What you need to do -> Of all the entries below, only the lines from the one with "Each instance of the white" up to and including the one with "Each instance of the paving" are to be duplicated exactly.

The data ->
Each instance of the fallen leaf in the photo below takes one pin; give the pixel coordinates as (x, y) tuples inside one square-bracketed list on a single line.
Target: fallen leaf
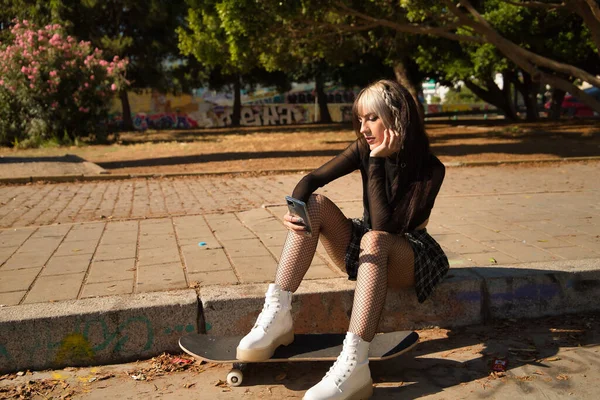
[(280, 377)]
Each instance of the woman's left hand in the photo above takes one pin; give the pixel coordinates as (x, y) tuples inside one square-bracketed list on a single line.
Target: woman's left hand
[(390, 144)]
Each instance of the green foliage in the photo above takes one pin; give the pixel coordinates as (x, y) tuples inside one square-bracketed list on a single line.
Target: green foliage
[(52, 86), (462, 95)]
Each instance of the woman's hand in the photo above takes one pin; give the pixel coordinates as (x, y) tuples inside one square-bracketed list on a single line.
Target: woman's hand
[(294, 223), (389, 145)]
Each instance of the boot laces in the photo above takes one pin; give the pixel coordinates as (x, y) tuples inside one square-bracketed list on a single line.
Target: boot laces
[(269, 311), (345, 363)]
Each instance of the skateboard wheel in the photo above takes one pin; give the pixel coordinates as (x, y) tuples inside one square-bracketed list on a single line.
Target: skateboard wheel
[(235, 377)]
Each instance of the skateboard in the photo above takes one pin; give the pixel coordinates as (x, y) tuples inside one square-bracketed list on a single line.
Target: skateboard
[(305, 347)]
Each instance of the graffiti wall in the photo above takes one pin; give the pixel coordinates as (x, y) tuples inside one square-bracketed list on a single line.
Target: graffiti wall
[(153, 110)]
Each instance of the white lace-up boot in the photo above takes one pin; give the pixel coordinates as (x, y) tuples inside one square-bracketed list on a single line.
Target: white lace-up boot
[(349, 377), (273, 327)]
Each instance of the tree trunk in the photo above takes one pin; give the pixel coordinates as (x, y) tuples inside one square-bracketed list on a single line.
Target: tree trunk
[(529, 92), (529, 61), (324, 116), (236, 115), (404, 78), (126, 111), (493, 95), (556, 106)]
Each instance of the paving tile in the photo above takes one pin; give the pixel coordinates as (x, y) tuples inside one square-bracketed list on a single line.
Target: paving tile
[(149, 241), (158, 255), (322, 272), (198, 259), (19, 279), (85, 232), (55, 288), (575, 252), (523, 252), (113, 270), (40, 245), (26, 260), (461, 244), (107, 288), (115, 251), (226, 277), (255, 269), (119, 226), (246, 247), (14, 237), (75, 248), (51, 231), (67, 265), (490, 258), (11, 298), (119, 237), (163, 277), (5, 253)]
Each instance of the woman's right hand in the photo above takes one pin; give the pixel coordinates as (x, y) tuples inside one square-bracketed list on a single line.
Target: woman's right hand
[(294, 223)]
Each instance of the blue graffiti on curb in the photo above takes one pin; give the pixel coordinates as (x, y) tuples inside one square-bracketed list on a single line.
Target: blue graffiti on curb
[(87, 338)]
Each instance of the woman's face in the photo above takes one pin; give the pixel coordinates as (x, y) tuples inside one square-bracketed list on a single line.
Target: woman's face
[(372, 128)]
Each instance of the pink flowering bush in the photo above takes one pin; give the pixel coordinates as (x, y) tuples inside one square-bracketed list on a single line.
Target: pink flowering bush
[(53, 86)]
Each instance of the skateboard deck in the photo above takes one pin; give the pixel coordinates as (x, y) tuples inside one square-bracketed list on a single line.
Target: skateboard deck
[(305, 347)]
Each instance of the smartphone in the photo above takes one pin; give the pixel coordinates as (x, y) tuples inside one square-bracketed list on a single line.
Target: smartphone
[(298, 208)]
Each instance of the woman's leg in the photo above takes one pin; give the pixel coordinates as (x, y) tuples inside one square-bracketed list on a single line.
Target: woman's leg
[(274, 325), (328, 223), (386, 260)]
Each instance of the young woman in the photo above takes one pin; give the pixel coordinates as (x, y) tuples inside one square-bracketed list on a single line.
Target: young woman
[(388, 247)]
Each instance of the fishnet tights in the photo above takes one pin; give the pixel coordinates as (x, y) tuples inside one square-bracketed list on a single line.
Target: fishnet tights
[(329, 223), (384, 258)]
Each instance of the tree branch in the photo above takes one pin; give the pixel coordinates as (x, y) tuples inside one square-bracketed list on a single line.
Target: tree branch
[(589, 11), (537, 4), (413, 28)]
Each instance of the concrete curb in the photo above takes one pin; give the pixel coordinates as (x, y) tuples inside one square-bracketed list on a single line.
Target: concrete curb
[(118, 329), (467, 296), (95, 331), (106, 175)]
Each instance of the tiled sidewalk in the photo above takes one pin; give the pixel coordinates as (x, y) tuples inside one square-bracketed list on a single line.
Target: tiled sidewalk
[(60, 203), (80, 260)]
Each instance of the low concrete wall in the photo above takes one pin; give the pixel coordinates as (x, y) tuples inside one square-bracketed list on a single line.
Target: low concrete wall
[(95, 331), (467, 296)]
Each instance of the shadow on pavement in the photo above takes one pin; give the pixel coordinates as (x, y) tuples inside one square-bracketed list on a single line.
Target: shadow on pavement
[(203, 158), (460, 356), (67, 158)]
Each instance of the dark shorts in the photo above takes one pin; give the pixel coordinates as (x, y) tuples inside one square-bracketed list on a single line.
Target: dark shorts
[(431, 263)]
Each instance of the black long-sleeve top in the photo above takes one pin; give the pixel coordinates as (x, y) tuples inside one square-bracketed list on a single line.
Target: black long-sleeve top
[(380, 204)]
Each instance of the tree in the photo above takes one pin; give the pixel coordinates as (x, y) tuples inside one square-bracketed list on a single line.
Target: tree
[(461, 21), (218, 43), (141, 31), (52, 86)]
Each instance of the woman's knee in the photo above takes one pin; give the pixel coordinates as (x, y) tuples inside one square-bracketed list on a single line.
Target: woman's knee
[(376, 240), (317, 200)]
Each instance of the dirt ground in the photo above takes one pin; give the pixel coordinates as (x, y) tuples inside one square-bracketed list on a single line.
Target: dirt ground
[(546, 358), (308, 146)]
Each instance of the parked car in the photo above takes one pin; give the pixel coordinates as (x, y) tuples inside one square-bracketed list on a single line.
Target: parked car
[(573, 107)]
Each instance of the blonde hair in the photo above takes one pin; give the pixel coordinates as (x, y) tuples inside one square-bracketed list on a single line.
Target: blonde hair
[(393, 103), (386, 99)]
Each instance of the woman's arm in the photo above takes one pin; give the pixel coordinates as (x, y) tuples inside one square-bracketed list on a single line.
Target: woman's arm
[(380, 211), (342, 164)]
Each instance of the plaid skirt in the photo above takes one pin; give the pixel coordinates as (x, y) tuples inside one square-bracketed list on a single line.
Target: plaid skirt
[(431, 263)]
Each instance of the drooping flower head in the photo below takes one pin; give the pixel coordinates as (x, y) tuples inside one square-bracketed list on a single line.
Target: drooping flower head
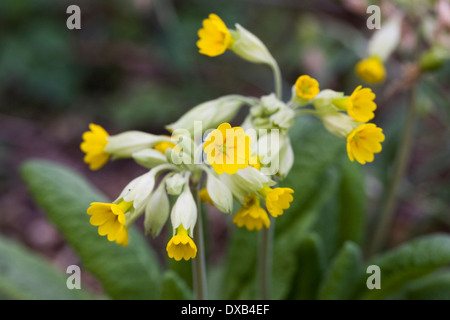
[(306, 87), (93, 145), (371, 70), (110, 219), (214, 36), (251, 215), (181, 246), (363, 142), (277, 199), (360, 105), (228, 149)]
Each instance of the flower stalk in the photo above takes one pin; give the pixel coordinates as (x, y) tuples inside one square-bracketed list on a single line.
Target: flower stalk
[(199, 263)]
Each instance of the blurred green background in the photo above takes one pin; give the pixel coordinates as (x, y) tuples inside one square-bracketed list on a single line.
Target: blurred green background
[(134, 65)]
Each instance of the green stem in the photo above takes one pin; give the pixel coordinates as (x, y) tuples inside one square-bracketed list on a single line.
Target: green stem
[(387, 213), (277, 79), (306, 111), (198, 263), (265, 260), (266, 240)]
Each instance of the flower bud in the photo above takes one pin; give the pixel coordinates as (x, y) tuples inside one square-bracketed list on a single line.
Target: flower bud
[(123, 145), (249, 47), (210, 114), (156, 211), (149, 158), (338, 123), (324, 100), (184, 212), (175, 183)]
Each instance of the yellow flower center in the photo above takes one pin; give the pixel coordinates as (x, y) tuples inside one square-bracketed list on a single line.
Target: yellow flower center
[(306, 87), (93, 145), (228, 149), (181, 246), (110, 219)]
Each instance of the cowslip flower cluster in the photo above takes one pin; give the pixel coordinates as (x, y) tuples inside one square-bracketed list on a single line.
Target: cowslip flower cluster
[(346, 117), (207, 159)]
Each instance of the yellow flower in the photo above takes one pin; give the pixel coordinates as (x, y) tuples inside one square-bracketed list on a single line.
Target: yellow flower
[(181, 246), (214, 36), (360, 104), (306, 87), (228, 149), (363, 142), (277, 199), (371, 70), (110, 219), (251, 215), (93, 145)]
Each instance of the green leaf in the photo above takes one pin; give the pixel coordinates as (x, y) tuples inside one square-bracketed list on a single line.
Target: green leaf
[(342, 274), (132, 272), (432, 287), (240, 265), (409, 262), (26, 275), (352, 204), (310, 261), (174, 287), (288, 239)]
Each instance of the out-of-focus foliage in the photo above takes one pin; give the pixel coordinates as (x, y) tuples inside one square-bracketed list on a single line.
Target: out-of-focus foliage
[(134, 65)]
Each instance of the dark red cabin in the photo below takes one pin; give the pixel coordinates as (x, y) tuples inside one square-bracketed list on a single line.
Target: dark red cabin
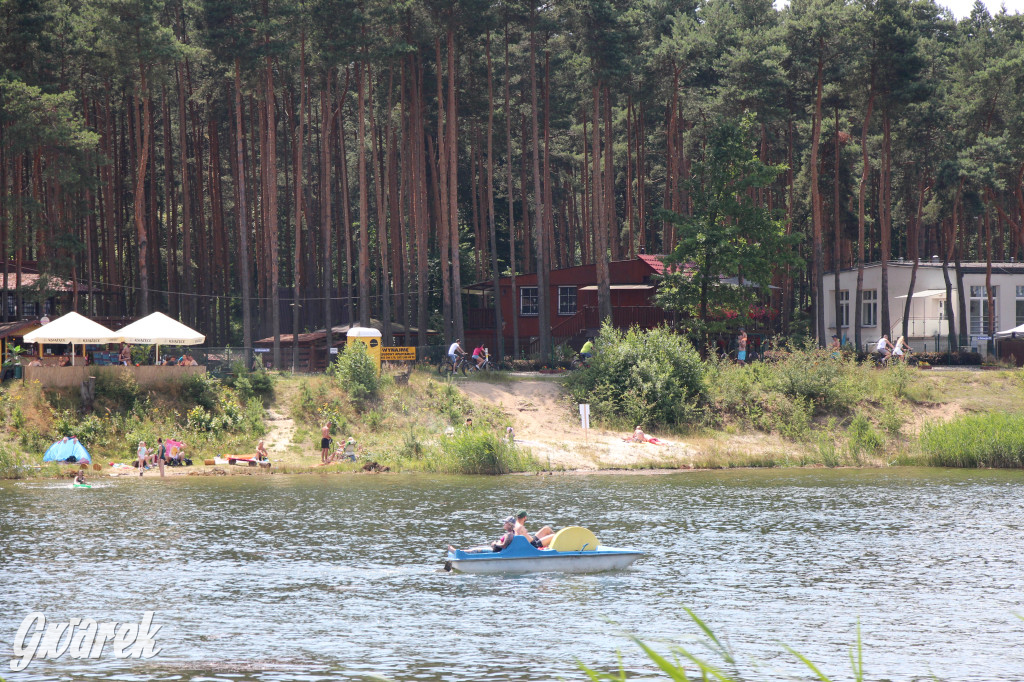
[(572, 296)]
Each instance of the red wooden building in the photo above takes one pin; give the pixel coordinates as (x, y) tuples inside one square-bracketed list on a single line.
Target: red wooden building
[(572, 296)]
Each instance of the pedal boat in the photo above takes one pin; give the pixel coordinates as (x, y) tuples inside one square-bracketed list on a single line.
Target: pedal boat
[(571, 553)]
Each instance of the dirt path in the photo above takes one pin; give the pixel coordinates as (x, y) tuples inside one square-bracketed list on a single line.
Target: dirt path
[(548, 423)]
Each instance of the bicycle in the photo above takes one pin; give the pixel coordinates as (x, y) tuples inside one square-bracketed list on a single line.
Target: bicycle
[(485, 366), (448, 368)]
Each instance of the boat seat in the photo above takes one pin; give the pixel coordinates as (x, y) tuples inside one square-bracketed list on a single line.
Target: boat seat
[(573, 539)]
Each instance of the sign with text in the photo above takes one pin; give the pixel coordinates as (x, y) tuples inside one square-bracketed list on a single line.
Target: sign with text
[(397, 353)]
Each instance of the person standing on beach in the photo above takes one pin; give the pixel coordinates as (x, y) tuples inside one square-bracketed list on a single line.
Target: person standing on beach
[(141, 455), (326, 442), (161, 455)]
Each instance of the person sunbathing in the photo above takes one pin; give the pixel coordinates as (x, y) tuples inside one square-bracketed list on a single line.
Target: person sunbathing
[(543, 537), (508, 525)]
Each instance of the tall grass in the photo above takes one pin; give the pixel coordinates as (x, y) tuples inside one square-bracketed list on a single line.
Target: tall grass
[(477, 451), (994, 439), (682, 664)]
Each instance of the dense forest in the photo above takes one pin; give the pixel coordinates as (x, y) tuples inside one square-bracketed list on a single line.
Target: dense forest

Task output ->
Each instance of the white lace-up boot in the photo above takes one pin; give the pixel coordinates as (x, y) tuples inside one square-bracketed list on a single line.
Target: white lace-up boot
[(349, 377), (273, 327)]
Each instance of the tree trunk in the photo above takes one pin; give the pixel coordinates as (x, y) tuples inside one square-bracketed list on a single line.
Target: tree trunk
[(529, 92), (529, 61), (324, 116), (236, 115), (404, 78), (126, 111), (493, 95), (556, 106)]
Each instance of the paving tile in the photo above takes one pin; give the pixel coordinates as (x, y) tuples inside one square-bracketed list on a single line.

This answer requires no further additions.